**EXERCISE BRIEF**: Once the line containing "Every instance of the license" is found in the entries below, reproduce it and every line after it, stopping at and including the line containing "Every instance of the vintage"; reproduce nothing else, and keep each line exact.

**DATA TO USE**:
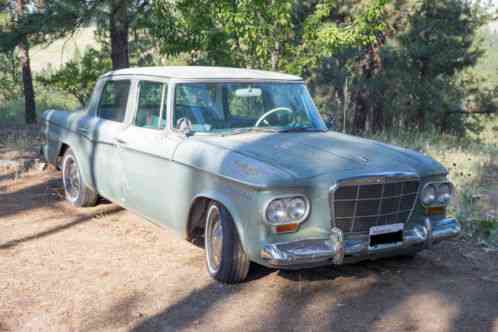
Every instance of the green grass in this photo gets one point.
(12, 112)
...
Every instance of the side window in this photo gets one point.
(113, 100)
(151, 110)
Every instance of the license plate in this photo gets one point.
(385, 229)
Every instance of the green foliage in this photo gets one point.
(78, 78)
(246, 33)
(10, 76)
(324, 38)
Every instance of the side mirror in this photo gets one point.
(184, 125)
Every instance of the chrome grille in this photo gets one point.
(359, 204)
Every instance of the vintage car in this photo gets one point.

**WRITTEN RESPONSE**:
Every instance of the license plate in this photo gets one point.
(385, 229)
Every instance of the green foliage in this photo gets one point.
(78, 78)
(246, 33)
(10, 76)
(324, 38)
Every instance of the side mirror in this photo gets one point.
(184, 125)
Every instance of the chrome grille in this photo gets one point.
(359, 204)
Every instance of the vintage car in this photo gets one point.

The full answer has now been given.